◆ DOCUMENT EXCERPT ◆
The second sin() is a constant, so gcc computes it immediately but sends the
first sin() to libm.  The libm sin() is slightly more accurate.  In %a
notation, AIX libm computes sin(30.0 * RADIANS_PER_DEGREE) as 0x1p-1 while gcc
computes it as 0x1.fffffffffffffp-2, a difference of one ULP.  (Both "30.0 *
RADIANS_PER_DEGREE" and "30.0 * (M_PI / 180.0)" match the runtime computation
of 0x1.0c152382d7365p-1.)

To reliably produce exact answers, this code must delay all trigonometric
calculations to runtime.  On sungazer, the float8 test happens to pass if I
rebuild float.c with -fno-builtin-sin; that leaves calls like acos(0.5) and
cos(60.0 * RADIANS_PER_DEGREE) unprotected, though.



Re: Proposal: Trigonometric functions in degrees

From
Tom Lane
Date:
Noah Misch <noah@leadboat.com> writes:
> On Sat, Jan 23, 2016 at 12:08:40PM -0500, Tom Lane wrote:
>> So I pushed that, and tern/sungazer are still failing.  Noah, could you
>> trace through that and see exactly where it's going off the rails?

> The second sin() is a constant, so gcc computes it immediately but sends the
> first sin() to libm.  The libm sin() is slightly more accurate.

Ugh.  "compile-time simplification uses different version of sin()" was
one of the theories I had in mind, but I was hoping that wasn't it
because it'd be the hardest to work around reliably.  Still, I think it's
doable by caching the results of the should-be-constant subexpressions.
Will get on it.
        regards, tom lane



Re: Proposal: Trigonometric functions in degrees

From
Peter Eisentraut
Date:
On 1/23/16 3:05 PM, Tom Lane wrote:
> Peter Eisentraut <peter_e@gmx.net> writes:
>> On 1/23/16 12:08 PM, Tom Lane wrote:
>>> So I pushed that, and tern/sungazer are still failing.  Noah, could you
>>> trace through that and see exactly where it's going off the rails?
> 
>> I'm still getting a failure in float8 on OS X after commit 73193d8:
> 
> Weird, because my OS X critters are all happy.  Which OS X and compiler
> version, exactly?  Any special compile flags?

I'm using gcc 4.8.  It passes with the system clang.  So the explanation
is probably along the lines of what Noah has described.

◆ AIM OF THE TASK ◆
Can you carry the mailing-list thread about trigonometric functions in degrees forward from its last sentence?

◆ DATA LISTING ◆
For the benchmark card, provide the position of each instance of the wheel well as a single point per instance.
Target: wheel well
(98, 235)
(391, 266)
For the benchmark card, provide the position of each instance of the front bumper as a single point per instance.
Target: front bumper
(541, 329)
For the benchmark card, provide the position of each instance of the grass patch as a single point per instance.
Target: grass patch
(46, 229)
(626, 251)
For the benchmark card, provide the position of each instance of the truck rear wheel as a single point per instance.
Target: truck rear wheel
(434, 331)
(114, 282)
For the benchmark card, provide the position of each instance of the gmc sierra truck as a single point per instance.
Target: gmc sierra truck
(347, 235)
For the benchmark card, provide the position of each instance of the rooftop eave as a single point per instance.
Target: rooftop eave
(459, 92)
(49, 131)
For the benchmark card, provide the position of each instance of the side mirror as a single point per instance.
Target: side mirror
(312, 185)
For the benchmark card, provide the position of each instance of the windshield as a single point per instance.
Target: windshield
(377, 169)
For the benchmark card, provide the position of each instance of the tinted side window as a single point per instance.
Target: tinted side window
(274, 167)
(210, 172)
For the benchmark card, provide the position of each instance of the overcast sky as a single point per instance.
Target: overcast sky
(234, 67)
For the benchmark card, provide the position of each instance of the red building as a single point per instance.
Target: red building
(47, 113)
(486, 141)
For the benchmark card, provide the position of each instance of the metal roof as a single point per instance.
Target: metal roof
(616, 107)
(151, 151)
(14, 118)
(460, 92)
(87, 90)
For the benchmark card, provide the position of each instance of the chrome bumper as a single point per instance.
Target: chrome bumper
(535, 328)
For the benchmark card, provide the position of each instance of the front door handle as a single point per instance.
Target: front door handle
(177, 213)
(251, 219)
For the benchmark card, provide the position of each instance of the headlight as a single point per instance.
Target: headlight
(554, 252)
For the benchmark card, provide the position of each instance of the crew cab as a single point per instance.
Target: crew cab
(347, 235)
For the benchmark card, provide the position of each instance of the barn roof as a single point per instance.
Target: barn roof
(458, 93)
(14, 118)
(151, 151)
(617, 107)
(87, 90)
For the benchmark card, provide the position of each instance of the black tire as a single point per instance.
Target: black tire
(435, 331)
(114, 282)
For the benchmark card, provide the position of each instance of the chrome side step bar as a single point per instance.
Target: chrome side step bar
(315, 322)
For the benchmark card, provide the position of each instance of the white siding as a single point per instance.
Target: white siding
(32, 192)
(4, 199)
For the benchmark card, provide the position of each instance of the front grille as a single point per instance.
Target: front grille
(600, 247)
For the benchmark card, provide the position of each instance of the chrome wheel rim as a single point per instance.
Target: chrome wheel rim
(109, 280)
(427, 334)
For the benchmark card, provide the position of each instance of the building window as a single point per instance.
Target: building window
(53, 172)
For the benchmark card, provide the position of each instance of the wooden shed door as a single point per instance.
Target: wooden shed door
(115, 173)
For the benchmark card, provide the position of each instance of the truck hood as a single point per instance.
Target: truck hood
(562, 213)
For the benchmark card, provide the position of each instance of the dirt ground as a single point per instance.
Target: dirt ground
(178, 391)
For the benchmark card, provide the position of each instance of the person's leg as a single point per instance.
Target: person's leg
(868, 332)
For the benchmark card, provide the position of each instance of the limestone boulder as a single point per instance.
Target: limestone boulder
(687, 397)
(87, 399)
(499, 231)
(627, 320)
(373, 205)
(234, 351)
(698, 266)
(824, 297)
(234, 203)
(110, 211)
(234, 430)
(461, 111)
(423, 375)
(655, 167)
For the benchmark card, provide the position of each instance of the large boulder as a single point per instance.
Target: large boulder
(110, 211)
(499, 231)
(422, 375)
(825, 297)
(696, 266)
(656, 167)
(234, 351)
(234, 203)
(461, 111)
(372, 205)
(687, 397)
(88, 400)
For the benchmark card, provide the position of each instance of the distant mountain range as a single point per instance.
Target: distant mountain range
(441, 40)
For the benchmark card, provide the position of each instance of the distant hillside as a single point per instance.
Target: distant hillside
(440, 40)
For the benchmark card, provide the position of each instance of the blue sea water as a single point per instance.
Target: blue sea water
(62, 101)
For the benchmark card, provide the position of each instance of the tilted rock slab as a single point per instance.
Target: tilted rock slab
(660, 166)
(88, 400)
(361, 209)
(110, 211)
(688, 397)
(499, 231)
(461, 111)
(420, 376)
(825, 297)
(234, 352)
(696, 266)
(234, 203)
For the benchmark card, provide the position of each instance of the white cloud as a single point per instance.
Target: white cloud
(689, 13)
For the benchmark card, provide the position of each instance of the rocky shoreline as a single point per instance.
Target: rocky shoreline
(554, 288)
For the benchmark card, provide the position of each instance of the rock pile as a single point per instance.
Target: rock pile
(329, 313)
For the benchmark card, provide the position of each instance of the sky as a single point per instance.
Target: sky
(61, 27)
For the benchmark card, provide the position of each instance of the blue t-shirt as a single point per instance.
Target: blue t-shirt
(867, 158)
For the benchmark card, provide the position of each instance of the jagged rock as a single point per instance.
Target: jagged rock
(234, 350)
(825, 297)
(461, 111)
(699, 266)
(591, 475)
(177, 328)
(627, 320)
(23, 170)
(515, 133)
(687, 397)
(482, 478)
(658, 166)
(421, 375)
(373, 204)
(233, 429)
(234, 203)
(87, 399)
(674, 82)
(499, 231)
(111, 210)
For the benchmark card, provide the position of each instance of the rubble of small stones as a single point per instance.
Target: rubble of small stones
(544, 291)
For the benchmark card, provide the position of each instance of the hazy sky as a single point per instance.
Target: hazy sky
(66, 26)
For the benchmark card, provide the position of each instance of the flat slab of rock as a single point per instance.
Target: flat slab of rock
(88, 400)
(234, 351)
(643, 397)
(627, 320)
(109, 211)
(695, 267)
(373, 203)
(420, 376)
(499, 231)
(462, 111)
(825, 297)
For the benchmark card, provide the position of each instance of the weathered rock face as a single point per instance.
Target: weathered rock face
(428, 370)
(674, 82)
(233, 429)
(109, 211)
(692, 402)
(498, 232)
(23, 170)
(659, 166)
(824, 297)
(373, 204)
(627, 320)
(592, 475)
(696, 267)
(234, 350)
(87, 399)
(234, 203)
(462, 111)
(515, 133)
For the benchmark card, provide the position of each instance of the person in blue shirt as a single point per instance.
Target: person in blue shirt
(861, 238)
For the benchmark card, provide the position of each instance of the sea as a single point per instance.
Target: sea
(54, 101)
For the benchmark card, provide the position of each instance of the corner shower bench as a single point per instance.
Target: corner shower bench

◆ RESPONSE TO THE TASK ◆
Re: Proposal: Trigonometric functions in degrees

From
Tom Lane
Date:
Peter Eisentraut <peter_e@gmx.net> writes:
> On 1/23/16 3:05 PM, Tom Lane wrote:
>> Peter Eisentraut <peter_e@gmx.net> writes:
>>> I'm still getting a failure in float8 on OS X after commit 73193d8:

>> Weird, because my OS X critters are all happy.  Which OS X and compiler
>> version, exactly?  Any special compile flags?

> I'm using gcc 4.8.  It passes with the system clang.  So the explanation
> is probably along the lines of what Noah has described.

Ah.  Please see if what I just pushed fixes it.
        regards, tom lane



Re: Proposal: Trigonometric functions in degrees

From
Tom Lane
Date:
Noah Misch <noah@leadboat.com> writes:
> To reliably produce exact answers, this code must delay all trigonometric
> calculations to runtime.  On sungazer, the float8 test happens to pass if I
> rebuild float.c with -fno-builtin-sin; that leaves calls like acos(0.5) and
> cos(60.0 * RADIANS_PER_DEGREE) unprotected, though.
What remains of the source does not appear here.